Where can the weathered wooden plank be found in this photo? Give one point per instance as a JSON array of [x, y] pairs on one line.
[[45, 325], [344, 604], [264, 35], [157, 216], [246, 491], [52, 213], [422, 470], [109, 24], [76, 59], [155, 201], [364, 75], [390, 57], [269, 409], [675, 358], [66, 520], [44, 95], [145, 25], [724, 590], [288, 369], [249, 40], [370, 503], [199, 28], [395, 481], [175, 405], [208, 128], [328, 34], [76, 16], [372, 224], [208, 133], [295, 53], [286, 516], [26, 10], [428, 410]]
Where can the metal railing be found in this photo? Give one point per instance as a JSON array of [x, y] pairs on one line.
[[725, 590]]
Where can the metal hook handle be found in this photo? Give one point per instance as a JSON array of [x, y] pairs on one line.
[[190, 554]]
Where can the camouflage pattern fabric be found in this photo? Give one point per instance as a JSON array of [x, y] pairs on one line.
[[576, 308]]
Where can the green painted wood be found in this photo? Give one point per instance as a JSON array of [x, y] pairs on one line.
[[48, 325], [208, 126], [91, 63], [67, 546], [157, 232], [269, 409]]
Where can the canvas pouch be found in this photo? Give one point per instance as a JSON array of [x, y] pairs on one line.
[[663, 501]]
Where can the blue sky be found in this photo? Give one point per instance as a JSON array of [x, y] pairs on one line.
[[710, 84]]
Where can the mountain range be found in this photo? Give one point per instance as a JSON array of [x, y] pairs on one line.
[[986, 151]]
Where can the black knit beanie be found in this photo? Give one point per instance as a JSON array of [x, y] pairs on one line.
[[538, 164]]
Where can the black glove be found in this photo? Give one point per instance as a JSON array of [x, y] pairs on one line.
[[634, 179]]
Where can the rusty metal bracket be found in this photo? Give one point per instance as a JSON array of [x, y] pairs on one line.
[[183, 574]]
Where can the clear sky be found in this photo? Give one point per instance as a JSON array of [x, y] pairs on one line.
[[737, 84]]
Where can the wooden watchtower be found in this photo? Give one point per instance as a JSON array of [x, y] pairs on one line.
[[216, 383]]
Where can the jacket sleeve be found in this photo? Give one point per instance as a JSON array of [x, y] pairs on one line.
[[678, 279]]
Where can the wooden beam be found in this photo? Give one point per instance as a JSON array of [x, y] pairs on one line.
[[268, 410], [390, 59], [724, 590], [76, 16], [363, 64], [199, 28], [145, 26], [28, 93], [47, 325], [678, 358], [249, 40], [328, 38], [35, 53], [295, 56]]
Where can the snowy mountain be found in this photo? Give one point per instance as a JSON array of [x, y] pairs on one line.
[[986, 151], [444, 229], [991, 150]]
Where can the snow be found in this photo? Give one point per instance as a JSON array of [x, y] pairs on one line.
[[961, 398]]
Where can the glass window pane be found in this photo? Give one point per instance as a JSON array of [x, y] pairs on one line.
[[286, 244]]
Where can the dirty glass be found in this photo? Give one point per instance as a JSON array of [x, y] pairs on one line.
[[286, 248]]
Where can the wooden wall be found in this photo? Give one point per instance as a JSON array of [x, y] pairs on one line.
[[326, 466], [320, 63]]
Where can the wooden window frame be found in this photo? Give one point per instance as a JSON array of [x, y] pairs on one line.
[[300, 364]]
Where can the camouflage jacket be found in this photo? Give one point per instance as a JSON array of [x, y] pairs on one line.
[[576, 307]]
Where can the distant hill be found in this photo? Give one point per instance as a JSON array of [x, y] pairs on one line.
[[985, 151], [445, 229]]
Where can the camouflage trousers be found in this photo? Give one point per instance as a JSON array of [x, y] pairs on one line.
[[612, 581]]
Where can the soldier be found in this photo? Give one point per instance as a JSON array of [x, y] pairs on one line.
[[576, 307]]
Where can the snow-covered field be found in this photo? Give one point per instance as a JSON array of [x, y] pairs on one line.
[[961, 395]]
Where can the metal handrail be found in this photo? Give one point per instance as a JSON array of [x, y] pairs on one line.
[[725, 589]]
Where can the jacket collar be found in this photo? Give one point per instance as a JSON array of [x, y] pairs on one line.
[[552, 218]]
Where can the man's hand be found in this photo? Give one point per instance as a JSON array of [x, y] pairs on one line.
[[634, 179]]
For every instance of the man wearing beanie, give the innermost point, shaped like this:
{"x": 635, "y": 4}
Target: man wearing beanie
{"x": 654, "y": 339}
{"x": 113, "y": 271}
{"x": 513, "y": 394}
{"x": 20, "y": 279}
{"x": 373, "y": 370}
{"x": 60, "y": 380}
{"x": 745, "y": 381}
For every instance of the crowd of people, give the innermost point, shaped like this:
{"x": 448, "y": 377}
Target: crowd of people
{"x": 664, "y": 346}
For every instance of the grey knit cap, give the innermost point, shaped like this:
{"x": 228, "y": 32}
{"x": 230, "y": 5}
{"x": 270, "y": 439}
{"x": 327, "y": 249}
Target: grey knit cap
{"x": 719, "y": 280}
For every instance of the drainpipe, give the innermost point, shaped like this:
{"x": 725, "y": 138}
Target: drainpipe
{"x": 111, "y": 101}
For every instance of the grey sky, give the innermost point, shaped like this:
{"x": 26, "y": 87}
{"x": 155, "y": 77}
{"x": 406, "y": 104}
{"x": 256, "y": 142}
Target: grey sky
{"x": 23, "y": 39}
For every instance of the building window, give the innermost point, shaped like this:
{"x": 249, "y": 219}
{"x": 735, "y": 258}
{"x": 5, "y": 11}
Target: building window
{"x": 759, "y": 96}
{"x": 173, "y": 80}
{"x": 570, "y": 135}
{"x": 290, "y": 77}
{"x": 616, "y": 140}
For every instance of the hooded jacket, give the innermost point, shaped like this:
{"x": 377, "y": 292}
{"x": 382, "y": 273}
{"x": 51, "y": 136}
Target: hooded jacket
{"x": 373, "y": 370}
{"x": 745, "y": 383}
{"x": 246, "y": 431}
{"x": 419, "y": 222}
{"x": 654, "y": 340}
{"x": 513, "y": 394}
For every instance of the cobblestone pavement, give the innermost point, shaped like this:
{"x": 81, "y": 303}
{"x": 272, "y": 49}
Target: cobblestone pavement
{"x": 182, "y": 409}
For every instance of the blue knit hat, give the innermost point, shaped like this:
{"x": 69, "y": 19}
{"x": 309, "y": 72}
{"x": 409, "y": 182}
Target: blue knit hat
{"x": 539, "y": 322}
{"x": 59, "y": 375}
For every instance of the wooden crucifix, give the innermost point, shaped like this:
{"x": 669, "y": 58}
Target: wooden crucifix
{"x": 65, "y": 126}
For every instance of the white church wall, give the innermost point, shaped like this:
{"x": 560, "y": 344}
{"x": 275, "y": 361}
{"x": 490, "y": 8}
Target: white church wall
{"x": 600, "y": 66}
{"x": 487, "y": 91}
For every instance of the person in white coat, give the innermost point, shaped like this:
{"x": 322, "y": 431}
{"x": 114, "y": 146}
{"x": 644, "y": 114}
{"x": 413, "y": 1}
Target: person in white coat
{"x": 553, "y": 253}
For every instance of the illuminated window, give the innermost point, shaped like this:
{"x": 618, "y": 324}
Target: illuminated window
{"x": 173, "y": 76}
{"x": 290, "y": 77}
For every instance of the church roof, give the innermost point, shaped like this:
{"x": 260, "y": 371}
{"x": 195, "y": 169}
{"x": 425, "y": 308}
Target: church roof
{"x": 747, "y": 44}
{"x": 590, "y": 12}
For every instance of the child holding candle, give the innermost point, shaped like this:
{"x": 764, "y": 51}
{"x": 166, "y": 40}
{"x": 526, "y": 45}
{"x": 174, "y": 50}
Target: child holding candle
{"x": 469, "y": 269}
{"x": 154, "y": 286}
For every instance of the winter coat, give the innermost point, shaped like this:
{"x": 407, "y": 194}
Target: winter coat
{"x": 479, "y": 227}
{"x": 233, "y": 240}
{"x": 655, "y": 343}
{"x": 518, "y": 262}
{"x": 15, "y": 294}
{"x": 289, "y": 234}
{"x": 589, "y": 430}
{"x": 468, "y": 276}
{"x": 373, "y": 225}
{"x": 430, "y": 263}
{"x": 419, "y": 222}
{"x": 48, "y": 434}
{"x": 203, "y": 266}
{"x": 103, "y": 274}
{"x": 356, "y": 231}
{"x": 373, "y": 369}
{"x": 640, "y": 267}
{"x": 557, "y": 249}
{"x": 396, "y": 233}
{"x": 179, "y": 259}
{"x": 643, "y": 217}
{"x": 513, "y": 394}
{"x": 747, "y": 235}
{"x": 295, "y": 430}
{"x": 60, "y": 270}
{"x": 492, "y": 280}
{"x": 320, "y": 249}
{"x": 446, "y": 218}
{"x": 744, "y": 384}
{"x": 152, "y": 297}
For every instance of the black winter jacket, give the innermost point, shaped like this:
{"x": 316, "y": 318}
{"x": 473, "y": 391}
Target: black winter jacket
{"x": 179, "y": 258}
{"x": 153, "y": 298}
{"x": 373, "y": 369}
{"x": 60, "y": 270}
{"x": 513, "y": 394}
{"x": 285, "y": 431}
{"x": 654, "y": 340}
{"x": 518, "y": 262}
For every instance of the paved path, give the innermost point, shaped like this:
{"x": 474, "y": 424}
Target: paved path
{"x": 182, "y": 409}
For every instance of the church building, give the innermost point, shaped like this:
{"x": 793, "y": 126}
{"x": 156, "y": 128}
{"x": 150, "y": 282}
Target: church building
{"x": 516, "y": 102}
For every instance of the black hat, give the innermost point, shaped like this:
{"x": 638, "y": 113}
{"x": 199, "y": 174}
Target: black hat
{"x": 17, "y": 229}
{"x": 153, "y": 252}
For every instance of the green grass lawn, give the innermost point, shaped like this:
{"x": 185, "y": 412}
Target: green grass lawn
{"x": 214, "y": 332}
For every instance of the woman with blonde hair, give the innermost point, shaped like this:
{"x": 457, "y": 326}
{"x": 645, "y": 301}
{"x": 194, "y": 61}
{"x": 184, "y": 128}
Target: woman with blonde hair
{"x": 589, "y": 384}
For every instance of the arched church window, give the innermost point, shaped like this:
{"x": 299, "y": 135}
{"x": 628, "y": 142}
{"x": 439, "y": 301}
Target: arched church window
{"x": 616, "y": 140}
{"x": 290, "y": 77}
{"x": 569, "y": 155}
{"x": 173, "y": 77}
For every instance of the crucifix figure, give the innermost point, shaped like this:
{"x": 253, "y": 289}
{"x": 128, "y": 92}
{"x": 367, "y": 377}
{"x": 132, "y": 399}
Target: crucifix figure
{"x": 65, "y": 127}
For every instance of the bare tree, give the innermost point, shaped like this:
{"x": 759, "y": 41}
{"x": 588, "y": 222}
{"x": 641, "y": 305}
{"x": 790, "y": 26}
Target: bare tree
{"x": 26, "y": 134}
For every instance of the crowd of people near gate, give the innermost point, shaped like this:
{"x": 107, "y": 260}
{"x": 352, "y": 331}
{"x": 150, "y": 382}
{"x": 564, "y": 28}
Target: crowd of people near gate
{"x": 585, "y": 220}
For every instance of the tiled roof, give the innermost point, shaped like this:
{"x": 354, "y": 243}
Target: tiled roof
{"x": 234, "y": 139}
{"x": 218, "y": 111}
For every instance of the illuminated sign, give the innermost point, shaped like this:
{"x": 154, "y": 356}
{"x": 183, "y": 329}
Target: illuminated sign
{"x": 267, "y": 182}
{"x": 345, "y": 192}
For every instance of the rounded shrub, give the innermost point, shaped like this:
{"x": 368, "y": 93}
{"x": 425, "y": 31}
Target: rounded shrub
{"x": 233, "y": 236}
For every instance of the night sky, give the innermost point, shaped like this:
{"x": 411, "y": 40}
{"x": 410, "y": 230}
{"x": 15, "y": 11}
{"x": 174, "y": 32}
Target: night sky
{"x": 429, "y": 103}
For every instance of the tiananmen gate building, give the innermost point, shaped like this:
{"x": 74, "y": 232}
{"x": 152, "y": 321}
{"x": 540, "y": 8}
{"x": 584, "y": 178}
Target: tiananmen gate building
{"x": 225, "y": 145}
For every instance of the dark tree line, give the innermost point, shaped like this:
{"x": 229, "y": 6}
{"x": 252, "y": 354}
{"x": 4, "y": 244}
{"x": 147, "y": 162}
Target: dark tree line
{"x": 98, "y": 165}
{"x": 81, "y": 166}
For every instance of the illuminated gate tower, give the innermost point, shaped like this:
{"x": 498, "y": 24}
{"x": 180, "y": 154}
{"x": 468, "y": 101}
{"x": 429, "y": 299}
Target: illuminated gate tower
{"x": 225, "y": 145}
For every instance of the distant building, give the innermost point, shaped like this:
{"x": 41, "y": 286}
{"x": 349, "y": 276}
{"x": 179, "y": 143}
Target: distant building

# [Exercise objective]
Exactly the lines from the one with "Target: illuminated gate tower" through the last line of the listing above must make up your answer.

# [Solved problem]
Target: illuminated gate tower
{"x": 225, "y": 145}
For every instance of the distant building, give the innermost point, shaped like this:
{"x": 41, "y": 286}
{"x": 349, "y": 276}
{"x": 179, "y": 143}
Target: distant building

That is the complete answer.